▸ Problem statement: Could you copy every entry exactly, with nothing changed?
_ _ _ _
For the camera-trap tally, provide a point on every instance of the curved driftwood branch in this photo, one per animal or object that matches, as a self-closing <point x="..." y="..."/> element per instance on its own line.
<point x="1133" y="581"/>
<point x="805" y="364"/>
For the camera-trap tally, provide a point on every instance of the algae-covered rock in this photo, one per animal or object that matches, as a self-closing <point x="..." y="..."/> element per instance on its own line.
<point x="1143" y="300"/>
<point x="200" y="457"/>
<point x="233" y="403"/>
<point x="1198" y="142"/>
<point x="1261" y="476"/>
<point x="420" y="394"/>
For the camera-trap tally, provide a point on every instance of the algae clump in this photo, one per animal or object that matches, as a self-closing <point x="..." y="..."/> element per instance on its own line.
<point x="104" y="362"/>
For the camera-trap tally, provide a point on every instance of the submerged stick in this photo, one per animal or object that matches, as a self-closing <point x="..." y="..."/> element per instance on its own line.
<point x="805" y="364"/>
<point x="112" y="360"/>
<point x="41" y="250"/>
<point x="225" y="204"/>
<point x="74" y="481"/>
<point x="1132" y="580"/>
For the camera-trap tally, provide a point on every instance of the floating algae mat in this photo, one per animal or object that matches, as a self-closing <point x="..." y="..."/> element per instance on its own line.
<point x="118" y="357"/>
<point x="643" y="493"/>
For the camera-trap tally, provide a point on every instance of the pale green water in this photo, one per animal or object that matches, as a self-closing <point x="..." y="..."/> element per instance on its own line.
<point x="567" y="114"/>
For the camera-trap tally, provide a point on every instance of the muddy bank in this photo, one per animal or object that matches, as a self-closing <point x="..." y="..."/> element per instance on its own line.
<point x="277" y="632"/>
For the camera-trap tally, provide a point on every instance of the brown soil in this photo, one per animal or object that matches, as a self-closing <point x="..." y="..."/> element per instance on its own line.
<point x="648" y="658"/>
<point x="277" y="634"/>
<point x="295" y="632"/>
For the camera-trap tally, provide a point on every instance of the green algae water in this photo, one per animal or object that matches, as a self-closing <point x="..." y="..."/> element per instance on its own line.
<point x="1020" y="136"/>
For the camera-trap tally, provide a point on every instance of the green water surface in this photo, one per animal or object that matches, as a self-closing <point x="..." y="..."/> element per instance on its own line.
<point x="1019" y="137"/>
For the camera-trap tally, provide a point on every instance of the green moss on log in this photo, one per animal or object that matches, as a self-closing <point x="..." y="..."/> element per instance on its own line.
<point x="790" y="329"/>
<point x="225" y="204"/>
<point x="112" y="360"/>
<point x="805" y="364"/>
_ _ _ _
▸ Exercise output:
For the camera-trap tally, provide a point on every instance of the curved driftwood branch in this photo, one per animal or object that matches, as a self-closing <point x="..." y="..."/> element per instance on its own line.
<point x="1133" y="581"/>
<point x="805" y="364"/>
For the camera-trap tally, provide a point on every instance of the algae-covered rock in this photo, one per animal or object that matches, as a self-closing <point x="..." y="..."/> element per instance on its own line.
<point x="1143" y="300"/>
<point x="200" y="457"/>
<point x="233" y="403"/>
<point x="1198" y="142"/>
<point x="1261" y="476"/>
<point x="420" y="394"/>
For the camera-trap tally, provide a point on every instance of the algae clump in this photo, one per animal or object that matches, as a self-closing <point x="..." y="..."/> element per instance on its own line.
<point x="104" y="362"/>
For the camera-trap tally, provide a point on every instance of the submerged stick in this photo, one per animal or object that matches, as a self-closing <point x="..." y="..."/> element per instance on its own line.
<point x="805" y="364"/>
<point x="112" y="360"/>
<point x="41" y="250"/>
<point x="225" y="204"/>
<point x="74" y="481"/>
<point x="1132" y="580"/>
For the camera-trap tally, provide a point on every instance of the floating algae mat in this photo, one per animal or object that matches, as a self-closing <point x="..." y="..."/> element per instance on its own line.
<point x="118" y="357"/>
<point x="643" y="493"/>
For the camera-trap tally, provide a point on every instance of the pale green water in this photo, one per animal or object that matches, as a self-closing <point x="..." y="..."/> element per instance on its own line.
<point x="567" y="114"/>
For the camera-trap tally, provide a point on every instance of the muddy bank in this photo, one per animal or object that matches, as a self-closing <point x="..." y="..."/> element per instance on its own line.
<point x="277" y="632"/>
For the camera-trap tally, provide a point on every instance of the brown soil in this photo, one per animal or object that matches, as a self-closing <point x="..." y="..."/> element per instance on its own line.
<point x="648" y="658"/>
<point x="277" y="634"/>
<point x="295" y="632"/>
For the camera-trap tally, provide a point on every instance of the green algae water in this photo, one per animal or object that matches, as a self-closing <point x="..." y="..."/> element per instance on its own line.
<point x="1020" y="136"/>
For the camera-trap tally, provide a point on every instance of the green water surface in this photo, one per animal or object that matches, as a self-closing <point x="..." y="..."/> element per instance on its own line.
<point x="1019" y="137"/>
For the camera-trap tally, provide a point on every instance of the green moss on log in this photo, one per animal or object that matches, as a self-closing <point x="..." y="..."/> element per instance on its own line.
<point x="790" y="329"/>
<point x="225" y="204"/>
<point x="112" y="360"/>
<point x="805" y="364"/>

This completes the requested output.